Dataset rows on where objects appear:

****

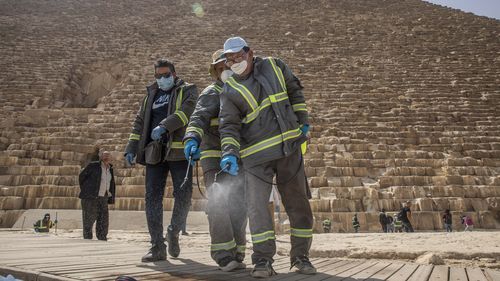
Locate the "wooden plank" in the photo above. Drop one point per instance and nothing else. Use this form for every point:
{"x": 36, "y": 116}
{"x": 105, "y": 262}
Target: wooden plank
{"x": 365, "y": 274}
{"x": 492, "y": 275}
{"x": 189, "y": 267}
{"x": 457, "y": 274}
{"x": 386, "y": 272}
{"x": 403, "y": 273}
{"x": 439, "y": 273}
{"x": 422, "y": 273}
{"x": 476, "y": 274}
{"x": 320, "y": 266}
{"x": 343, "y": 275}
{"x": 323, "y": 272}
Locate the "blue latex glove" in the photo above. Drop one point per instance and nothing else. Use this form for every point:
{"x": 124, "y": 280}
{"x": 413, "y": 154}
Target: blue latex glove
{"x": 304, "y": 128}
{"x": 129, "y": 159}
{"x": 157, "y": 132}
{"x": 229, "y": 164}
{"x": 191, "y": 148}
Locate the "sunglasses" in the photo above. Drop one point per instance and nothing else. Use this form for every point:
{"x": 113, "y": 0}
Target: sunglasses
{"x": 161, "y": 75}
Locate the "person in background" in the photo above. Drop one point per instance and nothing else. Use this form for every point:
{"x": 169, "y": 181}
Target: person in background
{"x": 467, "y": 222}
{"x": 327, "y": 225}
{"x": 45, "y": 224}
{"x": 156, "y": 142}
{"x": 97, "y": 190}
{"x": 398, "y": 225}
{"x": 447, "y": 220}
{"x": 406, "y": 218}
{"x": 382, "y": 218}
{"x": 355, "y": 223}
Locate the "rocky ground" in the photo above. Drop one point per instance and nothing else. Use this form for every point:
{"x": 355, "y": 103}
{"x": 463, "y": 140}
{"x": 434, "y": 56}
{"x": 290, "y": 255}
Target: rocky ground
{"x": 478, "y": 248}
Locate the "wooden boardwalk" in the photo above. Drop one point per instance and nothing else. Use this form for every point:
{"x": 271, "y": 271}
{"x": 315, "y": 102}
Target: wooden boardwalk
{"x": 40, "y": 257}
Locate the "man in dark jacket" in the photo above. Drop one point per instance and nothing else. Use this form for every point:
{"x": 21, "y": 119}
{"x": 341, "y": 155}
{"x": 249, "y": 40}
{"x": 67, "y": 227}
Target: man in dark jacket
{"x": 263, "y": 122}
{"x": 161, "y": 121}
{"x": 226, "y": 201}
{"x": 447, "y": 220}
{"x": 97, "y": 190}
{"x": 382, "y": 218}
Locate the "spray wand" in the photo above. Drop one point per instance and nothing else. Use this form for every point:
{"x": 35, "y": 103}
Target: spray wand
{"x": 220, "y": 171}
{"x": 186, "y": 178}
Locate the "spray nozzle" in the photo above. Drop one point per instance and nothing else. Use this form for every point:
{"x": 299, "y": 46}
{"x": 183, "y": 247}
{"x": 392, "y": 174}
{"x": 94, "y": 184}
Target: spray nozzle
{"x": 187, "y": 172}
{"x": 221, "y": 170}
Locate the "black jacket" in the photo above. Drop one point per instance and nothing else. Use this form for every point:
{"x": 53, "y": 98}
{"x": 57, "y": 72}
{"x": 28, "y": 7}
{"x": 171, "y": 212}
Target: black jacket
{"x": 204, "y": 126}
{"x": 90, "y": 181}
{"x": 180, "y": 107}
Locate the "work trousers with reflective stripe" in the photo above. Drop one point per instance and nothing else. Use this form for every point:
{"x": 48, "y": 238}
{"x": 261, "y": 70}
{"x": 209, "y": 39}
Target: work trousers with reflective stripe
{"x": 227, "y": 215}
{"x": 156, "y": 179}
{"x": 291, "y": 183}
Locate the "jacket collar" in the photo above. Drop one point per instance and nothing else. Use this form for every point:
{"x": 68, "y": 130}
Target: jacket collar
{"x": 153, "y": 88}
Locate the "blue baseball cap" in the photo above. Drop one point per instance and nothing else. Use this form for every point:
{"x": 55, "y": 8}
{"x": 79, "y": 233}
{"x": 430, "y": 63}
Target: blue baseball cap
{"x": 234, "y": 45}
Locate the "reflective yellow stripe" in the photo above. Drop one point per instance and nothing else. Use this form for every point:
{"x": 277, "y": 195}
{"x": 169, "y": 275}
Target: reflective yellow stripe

****

■ What is asked ■
Write out each entry exactly as given, but skip the pictures.

■ Response to the exercise ■
Locate the "wooden plank" in the photo above. Drop one point per instance and nothing else. Use this form for every point:
{"x": 36, "y": 116}
{"x": 105, "y": 262}
Target: wooden plank
{"x": 365, "y": 274}
{"x": 492, "y": 275}
{"x": 189, "y": 267}
{"x": 457, "y": 274}
{"x": 386, "y": 272}
{"x": 403, "y": 273}
{"x": 439, "y": 273}
{"x": 422, "y": 273}
{"x": 476, "y": 274}
{"x": 320, "y": 266}
{"x": 343, "y": 275}
{"x": 323, "y": 272}
Locate the "blue latex glove" in the photo above. Drop one point per instance and nothing else. Use this form for every point:
{"x": 124, "y": 280}
{"x": 413, "y": 154}
Target: blue latex glove
{"x": 304, "y": 128}
{"x": 129, "y": 159}
{"x": 157, "y": 132}
{"x": 229, "y": 164}
{"x": 191, "y": 148}
Locate the "sunglasses" in the photo above. Drop one point per instance and nothing else. Use this form for every point:
{"x": 113, "y": 0}
Target: sunglasses
{"x": 161, "y": 75}
Locate the "person in background" in the photo above. Drop one point per instance and nothing else. Use this form for every point:
{"x": 169, "y": 181}
Target: person in background
{"x": 467, "y": 222}
{"x": 327, "y": 225}
{"x": 45, "y": 224}
{"x": 156, "y": 142}
{"x": 97, "y": 190}
{"x": 398, "y": 225}
{"x": 447, "y": 220}
{"x": 406, "y": 218}
{"x": 382, "y": 218}
{"x": 355, "y": 223}
Locate the "rocky ground" in the photo above. Drop one point per instance and nothing else. Use this form for every point:
{"x": 355, "y": 103}
{"x": 463, "y": 140}
{"x": 434, "y": 56}
{"x": 290, "y": 255}
Target: rocky ground
{"x": 478, "y": 248}
Locate the "wooden boardwalk" in the photo above. Drop one point per instance and nothing else. Use this form for every point:
{"x": 271, "y": 271}
{"x": 315, "y": 102}
Target: wooden boardwalk
{"x": 40, "y": 257}
Locate the "man in dark jacket" in the photo above. Drop one point per instance and nothing else. Use this form for every point:
{"x": 21, "y": 119}
{"x": 341, "y": 155}
{"x": 249, "y": 40}
{"x": 67, "y": 227}
Target: man in dark jacket
{"x": 263, "y": 122}
{"x": 161, "y": 121}
{"x": 226, "y": 201}
{"x": 447, "y": 220}
{"x": 97, "y": 190}
{"x": 382, "y": 218}
Locate the "spray wand" in the photo above. Drop one point per instance and nothing else. Use this form for every point:
{"x": 35, "y": 103}
Target: spray wand
{"x": 220, "y": 171}
{"x": 186, "y": 178}
Locate the "spray nozzle" in the photo above. Drop one point per instance and nothing else. Use this form for every point:
{"x": 299, "y": 46}
{"x": 183, "y": 247}
{"x": 392, "y": 174}
{"x": 94, "y": 184}
Target: spray nozzle
{"x": 187, "y": 172}
{"x": 221, "y": 170}
Locate the "black jacket" in the photo above. Drop one point per instance and nothing else. Use this form for every point:
{"x": 53, "y": 98}
{"x": 57, "y": 72}
{"x": 28, "y": 7}
{"x": 171, "y": 212}
Target: black jacket
{"x": 204, "y": 126}
{"x": 90, "y": 181}
{"x": 180, "y": 107}
Locate the "work trousers with reflective stripe" in the photo above. Drop one point per instance and nothing else. Use this form for every point:
{"x": 48, "y": 238}
{"x": 261, "y": 70}
{"x": 209, "y": 39}
Target: work trousers with reflective stripe
{"x": 227, "y": 215}
{"x": 156, "y": 179}
{"x": 291, "y": 183}
Locate the "jacket collar" in the photo above. Drop one point per instance and nothing else. Use this form for every point:
{"x": 68, "y": 130}
Target: jacket collar
{"x": 153, "y": 88}
Locate the "blue baseball cap" in the photo above. Drop one point per instance and nothing else. Use this form for every point:
{"x": 55, "y": 8}
{"x": 79, "y": 233}
{"x": 430, "y": 63}
Target: blue baseball cap
{"x": 234, "y": 45}
Locate the "reflective yellow stripe" in the photo above. Drop one point per instance and nothing else. Use this form for every point:
{"x": 277, "y": 195}
{"x": 169, "y": 275}
Target: reflective yellow stripe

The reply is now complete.